**Exercise details:**
Look below for the line with "task: segment every instance of the arch", and from there restate every line word for word until the entries end.

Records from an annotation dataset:
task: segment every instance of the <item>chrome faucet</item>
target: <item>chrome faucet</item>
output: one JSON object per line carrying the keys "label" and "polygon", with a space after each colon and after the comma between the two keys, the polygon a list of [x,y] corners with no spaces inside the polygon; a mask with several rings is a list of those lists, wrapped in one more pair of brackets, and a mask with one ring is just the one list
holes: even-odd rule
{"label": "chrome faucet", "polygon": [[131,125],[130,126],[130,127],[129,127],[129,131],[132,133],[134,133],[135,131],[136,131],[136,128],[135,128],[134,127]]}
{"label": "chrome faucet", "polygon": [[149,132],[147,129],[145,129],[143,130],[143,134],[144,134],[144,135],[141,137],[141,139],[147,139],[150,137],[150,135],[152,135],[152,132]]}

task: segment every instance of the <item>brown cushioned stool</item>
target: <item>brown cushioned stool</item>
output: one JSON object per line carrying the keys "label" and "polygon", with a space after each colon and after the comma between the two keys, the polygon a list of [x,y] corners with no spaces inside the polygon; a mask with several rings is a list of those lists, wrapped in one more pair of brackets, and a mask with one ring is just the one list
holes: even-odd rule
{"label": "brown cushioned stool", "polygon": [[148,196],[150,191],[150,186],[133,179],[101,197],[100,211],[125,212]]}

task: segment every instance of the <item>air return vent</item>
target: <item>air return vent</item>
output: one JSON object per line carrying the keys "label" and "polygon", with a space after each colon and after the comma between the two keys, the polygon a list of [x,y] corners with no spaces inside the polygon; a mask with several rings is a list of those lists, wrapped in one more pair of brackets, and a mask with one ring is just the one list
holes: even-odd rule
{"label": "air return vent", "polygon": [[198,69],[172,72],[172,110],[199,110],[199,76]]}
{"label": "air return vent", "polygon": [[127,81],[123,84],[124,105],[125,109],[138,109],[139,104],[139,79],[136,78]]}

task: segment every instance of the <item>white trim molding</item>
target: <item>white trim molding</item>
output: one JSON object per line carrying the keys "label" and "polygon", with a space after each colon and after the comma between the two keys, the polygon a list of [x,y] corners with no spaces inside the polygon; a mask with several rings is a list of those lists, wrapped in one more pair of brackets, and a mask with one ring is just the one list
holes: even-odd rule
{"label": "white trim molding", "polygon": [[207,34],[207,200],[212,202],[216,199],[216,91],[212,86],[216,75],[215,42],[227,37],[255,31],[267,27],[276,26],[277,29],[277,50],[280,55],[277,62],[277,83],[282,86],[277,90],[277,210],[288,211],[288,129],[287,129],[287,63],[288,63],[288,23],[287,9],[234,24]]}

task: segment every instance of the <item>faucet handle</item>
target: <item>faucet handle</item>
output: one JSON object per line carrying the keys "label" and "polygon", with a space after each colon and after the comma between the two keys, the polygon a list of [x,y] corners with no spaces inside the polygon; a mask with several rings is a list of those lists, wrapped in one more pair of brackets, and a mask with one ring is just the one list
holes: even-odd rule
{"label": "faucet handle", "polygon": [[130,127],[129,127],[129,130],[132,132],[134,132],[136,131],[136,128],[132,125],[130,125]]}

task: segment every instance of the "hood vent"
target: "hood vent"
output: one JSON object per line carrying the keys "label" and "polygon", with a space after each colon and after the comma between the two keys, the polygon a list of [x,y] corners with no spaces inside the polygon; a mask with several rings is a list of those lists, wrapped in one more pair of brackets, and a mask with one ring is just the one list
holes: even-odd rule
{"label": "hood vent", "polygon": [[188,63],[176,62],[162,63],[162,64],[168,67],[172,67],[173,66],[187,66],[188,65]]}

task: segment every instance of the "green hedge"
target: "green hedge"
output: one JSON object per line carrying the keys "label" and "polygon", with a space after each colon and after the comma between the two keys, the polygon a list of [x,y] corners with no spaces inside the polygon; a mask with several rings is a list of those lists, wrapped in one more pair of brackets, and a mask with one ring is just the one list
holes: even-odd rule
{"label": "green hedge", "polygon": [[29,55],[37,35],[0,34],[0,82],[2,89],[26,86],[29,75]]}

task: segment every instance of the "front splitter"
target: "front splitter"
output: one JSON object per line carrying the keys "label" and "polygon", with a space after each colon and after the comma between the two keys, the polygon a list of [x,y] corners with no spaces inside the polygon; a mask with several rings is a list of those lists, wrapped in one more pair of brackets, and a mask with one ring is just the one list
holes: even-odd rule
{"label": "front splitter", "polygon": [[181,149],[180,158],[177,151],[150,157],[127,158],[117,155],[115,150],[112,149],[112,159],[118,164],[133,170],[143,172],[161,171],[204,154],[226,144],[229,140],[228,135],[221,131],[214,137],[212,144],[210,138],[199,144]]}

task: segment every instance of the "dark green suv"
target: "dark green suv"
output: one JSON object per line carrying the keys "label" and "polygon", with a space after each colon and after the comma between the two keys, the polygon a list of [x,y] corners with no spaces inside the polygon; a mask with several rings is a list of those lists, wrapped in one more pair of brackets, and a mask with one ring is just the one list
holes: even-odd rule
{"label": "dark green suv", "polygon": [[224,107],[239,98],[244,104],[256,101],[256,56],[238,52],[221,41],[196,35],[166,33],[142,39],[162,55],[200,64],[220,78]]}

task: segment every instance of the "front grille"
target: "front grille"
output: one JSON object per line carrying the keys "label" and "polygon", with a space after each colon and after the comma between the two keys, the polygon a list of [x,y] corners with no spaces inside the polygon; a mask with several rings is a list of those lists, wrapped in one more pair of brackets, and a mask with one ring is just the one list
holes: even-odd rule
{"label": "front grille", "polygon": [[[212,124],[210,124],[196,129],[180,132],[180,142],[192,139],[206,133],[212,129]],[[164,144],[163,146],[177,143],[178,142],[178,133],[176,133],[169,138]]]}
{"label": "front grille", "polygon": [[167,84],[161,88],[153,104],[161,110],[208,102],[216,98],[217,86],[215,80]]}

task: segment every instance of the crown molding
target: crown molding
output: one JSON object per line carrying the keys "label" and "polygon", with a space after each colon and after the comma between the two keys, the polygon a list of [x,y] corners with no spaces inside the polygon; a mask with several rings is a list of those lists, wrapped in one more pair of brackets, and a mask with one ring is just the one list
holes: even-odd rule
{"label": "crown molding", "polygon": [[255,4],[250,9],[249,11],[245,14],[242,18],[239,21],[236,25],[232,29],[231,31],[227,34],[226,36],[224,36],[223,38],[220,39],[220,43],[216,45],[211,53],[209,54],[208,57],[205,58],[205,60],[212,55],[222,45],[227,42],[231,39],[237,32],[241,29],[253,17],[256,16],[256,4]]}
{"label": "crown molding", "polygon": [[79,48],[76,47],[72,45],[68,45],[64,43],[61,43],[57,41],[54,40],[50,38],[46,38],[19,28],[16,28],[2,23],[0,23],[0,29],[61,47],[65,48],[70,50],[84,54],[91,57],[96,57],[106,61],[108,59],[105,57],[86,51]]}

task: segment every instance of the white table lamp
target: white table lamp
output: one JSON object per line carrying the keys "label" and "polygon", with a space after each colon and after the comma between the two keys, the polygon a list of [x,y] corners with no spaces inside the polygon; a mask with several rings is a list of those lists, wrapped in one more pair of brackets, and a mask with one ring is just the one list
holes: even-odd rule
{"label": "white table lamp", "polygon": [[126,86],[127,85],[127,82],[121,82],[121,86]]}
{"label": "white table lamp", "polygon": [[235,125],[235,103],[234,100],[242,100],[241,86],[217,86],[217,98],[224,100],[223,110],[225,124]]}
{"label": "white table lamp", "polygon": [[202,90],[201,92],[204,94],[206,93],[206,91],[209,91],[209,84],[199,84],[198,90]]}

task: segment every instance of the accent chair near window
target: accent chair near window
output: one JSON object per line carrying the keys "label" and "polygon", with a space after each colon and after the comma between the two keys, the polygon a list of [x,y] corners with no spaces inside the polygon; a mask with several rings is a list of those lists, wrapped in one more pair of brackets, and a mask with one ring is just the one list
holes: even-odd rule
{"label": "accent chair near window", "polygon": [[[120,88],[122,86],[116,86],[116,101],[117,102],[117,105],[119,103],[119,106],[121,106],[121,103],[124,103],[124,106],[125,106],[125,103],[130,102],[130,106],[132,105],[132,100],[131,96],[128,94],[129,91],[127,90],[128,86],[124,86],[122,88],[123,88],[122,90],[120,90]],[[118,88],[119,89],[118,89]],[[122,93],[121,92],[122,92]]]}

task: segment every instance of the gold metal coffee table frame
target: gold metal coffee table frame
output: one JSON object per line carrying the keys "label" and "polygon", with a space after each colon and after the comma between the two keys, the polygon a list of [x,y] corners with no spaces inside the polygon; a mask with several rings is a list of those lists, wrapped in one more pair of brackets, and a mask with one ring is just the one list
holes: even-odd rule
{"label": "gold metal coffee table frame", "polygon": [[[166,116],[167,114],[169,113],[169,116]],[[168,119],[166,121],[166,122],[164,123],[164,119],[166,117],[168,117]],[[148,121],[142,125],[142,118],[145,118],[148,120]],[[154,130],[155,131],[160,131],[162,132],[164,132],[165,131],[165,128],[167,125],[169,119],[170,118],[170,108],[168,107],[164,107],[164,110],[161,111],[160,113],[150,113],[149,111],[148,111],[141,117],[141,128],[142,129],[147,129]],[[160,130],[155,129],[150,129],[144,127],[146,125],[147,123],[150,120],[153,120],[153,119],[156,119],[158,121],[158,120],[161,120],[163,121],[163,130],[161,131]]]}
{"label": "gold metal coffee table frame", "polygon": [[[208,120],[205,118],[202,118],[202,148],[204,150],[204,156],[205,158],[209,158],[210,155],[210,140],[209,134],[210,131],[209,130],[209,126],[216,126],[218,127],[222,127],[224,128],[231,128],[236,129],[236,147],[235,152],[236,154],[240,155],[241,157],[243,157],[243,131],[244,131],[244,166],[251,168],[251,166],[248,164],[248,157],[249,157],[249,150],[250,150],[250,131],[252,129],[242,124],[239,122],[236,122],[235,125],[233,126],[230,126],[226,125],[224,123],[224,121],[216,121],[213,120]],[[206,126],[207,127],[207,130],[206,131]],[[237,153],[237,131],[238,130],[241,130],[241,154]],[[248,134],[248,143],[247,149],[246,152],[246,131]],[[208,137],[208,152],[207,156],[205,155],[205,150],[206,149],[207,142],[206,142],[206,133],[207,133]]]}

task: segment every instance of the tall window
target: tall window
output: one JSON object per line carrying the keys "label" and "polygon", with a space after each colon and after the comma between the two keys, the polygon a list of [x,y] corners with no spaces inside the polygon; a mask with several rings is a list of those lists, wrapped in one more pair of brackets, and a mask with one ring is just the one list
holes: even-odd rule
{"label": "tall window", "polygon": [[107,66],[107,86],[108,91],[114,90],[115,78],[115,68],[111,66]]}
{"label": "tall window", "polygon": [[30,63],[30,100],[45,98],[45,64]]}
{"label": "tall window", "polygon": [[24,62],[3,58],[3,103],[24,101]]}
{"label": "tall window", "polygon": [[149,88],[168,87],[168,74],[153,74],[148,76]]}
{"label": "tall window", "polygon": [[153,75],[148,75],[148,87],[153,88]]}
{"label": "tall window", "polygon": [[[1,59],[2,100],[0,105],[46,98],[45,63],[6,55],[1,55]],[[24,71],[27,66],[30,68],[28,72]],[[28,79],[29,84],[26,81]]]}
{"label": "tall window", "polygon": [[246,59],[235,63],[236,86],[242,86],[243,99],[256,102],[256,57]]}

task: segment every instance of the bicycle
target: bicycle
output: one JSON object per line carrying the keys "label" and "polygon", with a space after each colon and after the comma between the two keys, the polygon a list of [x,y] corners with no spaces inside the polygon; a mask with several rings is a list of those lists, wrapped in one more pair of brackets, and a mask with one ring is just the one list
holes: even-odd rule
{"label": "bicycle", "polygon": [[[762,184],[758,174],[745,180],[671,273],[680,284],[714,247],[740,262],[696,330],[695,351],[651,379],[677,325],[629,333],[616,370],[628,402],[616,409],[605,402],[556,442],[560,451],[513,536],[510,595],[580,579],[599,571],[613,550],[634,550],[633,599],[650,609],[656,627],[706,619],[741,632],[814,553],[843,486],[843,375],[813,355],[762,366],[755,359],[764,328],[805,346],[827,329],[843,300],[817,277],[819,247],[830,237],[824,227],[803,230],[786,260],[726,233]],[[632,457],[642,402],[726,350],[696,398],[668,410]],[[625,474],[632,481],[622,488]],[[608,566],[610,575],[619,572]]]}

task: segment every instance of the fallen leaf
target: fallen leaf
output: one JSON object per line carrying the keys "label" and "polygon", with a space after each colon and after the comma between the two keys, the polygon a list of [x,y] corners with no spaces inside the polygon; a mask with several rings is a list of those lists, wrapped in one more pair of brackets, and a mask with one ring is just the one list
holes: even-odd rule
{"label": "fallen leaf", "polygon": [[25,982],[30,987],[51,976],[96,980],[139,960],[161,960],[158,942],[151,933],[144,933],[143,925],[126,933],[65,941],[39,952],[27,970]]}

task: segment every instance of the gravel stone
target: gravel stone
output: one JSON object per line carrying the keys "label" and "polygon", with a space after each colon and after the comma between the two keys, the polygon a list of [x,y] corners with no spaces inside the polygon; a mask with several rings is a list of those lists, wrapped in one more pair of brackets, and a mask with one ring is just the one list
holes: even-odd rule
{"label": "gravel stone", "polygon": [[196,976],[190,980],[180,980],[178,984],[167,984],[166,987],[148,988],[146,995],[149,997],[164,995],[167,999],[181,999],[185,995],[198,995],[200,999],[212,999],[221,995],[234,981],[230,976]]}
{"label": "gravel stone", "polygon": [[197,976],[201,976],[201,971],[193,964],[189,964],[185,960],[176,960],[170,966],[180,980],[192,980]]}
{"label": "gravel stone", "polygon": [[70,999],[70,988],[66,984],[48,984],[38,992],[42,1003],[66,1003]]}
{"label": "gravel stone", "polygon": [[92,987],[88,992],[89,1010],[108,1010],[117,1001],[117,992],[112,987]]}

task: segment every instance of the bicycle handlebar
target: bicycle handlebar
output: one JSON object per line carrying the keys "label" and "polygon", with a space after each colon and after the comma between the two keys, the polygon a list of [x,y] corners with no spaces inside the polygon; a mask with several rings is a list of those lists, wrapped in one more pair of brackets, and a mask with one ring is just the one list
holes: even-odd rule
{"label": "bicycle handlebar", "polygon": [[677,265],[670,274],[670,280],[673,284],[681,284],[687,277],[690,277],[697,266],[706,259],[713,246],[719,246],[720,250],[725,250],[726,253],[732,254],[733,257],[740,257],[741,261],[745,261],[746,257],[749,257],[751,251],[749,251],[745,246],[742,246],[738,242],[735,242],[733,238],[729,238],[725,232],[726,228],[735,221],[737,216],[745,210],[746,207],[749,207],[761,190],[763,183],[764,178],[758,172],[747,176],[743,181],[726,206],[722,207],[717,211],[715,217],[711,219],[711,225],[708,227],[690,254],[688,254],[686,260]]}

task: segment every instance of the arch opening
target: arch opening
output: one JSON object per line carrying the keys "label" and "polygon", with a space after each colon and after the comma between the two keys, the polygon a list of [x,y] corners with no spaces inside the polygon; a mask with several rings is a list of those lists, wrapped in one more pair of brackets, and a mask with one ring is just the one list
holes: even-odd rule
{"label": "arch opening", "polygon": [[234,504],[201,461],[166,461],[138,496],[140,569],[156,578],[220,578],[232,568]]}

**Response to this exercise:**
task: segment every instance of the arch opening
target: arch opening
output: one JSON object per line carrying the keys "label" and "polygon", with a space after each colon and after the comma between the two keys, the polygon a list of [x,y] corners with no spaces inside the polygon; a mask with several rings is a list of those lists, wrapped in one more pair of brackets, and a mask with one ring is just the one list
holes: even-odd rule
{"label": "arch opening", "polygon": [[234,504],[201,461],[166,461],[138,496],[140,569],[156,578],[220,578],[232,568]]}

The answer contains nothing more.